AIM OF THE TASK =
Show each line in the listing below that contains the string "lamp", and treat uppercase and lowercase letters as different.

DATA ROWS =
================================
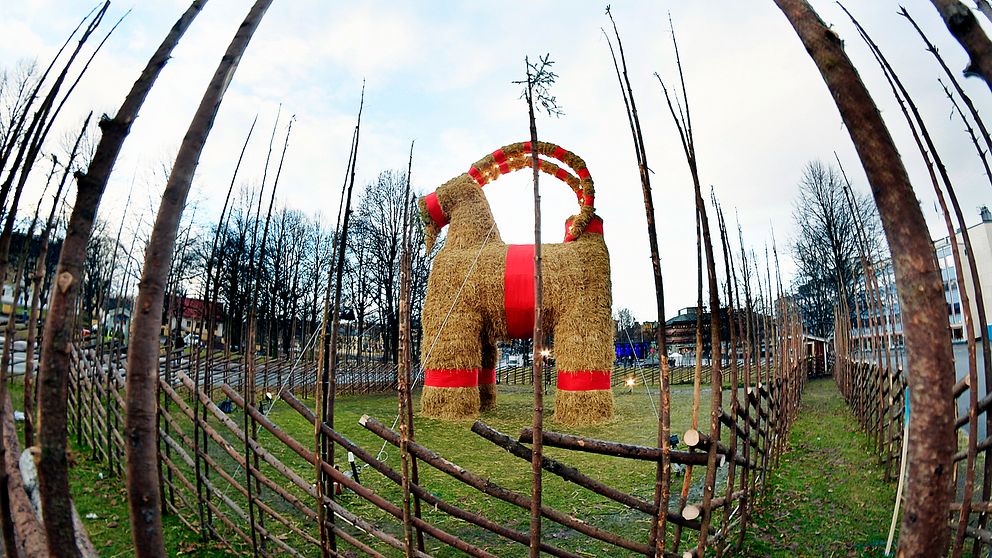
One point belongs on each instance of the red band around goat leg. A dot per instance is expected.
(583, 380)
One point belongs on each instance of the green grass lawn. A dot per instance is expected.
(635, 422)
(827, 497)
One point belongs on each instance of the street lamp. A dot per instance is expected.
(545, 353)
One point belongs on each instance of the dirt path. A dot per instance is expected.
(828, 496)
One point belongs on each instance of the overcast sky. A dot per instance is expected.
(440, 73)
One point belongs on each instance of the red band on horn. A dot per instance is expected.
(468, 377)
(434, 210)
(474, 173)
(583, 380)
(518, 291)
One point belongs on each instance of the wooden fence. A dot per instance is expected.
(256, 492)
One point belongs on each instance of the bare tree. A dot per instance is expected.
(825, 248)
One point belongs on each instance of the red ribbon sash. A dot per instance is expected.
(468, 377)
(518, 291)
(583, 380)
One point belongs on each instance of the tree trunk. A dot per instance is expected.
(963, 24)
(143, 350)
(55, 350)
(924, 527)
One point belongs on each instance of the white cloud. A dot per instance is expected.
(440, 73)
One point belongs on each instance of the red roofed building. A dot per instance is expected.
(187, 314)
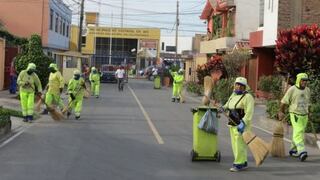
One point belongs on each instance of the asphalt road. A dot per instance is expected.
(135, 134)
================================
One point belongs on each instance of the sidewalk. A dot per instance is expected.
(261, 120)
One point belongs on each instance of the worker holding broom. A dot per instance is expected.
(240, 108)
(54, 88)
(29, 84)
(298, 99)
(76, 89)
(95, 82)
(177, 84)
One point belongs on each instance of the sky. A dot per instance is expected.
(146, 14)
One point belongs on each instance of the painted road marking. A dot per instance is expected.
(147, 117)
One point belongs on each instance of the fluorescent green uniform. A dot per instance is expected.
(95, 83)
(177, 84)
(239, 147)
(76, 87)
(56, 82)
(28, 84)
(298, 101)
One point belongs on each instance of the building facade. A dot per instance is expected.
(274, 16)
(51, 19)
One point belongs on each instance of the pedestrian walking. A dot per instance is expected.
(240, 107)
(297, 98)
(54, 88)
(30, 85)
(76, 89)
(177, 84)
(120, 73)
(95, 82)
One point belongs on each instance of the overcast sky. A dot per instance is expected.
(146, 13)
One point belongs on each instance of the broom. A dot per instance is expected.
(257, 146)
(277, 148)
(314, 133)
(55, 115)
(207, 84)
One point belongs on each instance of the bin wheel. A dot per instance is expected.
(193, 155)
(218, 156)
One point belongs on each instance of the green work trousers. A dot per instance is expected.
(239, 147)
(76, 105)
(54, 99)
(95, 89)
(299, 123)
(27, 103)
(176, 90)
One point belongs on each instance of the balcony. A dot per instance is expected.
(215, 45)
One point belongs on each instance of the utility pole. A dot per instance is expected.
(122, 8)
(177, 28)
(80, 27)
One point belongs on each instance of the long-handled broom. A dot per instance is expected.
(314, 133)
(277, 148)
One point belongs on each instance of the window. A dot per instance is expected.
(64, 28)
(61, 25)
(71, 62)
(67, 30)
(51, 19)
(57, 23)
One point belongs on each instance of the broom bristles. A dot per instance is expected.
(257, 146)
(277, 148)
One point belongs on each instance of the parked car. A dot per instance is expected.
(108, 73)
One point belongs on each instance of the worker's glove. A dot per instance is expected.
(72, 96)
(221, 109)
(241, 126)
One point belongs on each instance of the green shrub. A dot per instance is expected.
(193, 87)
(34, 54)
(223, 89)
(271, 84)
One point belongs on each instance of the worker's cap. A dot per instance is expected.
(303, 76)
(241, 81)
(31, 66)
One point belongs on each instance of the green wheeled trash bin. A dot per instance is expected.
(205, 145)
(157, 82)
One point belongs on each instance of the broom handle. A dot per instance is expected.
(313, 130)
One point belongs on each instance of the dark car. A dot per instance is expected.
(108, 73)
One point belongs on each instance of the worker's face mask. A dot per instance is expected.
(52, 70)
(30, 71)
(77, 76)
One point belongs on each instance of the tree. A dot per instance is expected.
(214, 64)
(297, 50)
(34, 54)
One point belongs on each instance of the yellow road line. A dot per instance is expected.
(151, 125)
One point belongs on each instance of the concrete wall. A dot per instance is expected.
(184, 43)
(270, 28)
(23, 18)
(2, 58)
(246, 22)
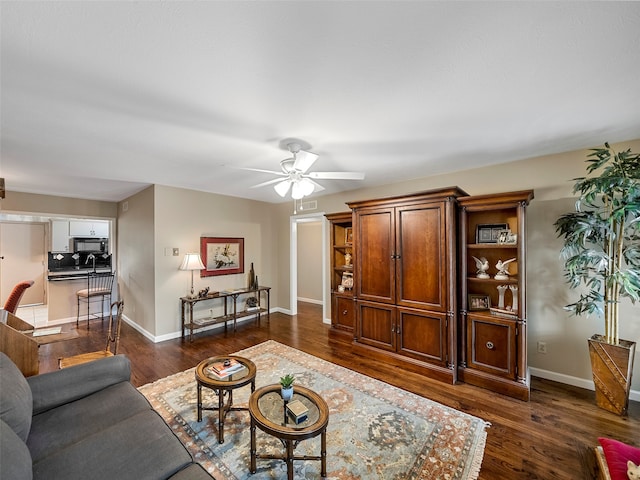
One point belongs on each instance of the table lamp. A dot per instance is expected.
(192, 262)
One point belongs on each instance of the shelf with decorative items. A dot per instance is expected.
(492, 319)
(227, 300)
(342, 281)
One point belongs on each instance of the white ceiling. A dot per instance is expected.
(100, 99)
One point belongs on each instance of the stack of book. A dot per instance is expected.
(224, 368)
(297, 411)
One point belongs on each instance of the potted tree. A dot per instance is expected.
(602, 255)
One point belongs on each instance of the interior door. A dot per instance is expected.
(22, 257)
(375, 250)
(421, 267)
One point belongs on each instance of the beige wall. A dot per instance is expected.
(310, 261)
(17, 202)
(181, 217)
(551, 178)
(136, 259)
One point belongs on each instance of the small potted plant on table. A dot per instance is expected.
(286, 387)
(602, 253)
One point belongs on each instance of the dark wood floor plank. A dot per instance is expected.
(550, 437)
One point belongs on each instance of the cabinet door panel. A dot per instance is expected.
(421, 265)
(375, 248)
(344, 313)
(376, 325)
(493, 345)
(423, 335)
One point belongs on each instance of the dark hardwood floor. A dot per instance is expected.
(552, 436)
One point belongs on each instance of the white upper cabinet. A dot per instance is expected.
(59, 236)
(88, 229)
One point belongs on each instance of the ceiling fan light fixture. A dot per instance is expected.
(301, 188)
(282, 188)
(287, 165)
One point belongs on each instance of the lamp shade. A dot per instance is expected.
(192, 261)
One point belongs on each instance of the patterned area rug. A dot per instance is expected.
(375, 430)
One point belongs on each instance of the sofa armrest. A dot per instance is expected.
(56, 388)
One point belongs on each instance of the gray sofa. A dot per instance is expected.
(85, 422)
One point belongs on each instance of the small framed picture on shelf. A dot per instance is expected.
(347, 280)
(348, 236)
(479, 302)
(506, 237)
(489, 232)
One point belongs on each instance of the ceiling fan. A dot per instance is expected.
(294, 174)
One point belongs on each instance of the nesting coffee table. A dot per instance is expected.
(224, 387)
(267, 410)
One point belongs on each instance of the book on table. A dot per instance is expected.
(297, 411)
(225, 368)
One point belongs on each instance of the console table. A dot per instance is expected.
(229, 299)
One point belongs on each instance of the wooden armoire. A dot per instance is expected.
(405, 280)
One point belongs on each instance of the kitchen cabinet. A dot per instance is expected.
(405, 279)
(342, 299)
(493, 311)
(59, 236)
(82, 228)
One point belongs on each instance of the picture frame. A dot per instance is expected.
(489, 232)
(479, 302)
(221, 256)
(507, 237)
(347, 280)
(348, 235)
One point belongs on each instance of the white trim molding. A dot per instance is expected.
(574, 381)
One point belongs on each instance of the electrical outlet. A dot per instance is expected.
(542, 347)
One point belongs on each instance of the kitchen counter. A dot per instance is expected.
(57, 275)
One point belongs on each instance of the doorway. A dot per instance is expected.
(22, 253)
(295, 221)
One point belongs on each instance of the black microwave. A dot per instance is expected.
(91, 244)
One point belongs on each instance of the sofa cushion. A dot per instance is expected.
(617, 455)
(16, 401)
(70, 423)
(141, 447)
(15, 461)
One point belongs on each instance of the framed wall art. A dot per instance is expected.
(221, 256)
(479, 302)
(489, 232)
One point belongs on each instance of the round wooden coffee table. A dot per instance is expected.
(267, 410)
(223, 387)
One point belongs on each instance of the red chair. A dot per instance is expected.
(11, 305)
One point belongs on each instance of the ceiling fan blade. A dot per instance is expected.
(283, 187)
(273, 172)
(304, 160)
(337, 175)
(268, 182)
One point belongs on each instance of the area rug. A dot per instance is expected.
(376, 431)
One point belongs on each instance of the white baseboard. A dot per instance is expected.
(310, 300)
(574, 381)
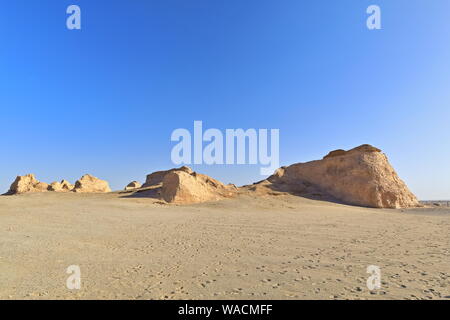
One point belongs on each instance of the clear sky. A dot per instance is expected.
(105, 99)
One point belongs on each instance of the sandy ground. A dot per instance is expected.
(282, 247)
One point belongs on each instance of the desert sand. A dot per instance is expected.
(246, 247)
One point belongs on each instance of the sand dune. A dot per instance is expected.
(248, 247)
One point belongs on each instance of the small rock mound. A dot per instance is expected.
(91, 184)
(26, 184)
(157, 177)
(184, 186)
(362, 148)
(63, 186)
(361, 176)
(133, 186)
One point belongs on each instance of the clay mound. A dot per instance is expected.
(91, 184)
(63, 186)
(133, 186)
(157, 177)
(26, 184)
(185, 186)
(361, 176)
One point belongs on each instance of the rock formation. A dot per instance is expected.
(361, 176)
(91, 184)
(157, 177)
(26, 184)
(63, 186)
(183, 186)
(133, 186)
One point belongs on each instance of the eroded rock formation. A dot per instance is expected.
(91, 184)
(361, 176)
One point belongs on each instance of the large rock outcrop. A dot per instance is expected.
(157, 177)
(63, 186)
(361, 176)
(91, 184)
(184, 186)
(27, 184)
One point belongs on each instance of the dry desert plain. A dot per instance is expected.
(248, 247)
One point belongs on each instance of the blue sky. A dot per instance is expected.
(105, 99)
================================
SOLVED EXERCISE =
One point belongs on each instance of the street lamp. A dot per instance is expected.
One point belongs on each instance of the table lamp. A dot per instance is expected.
One point belongs on each instance of the lamp shade. A dot per instance is expected.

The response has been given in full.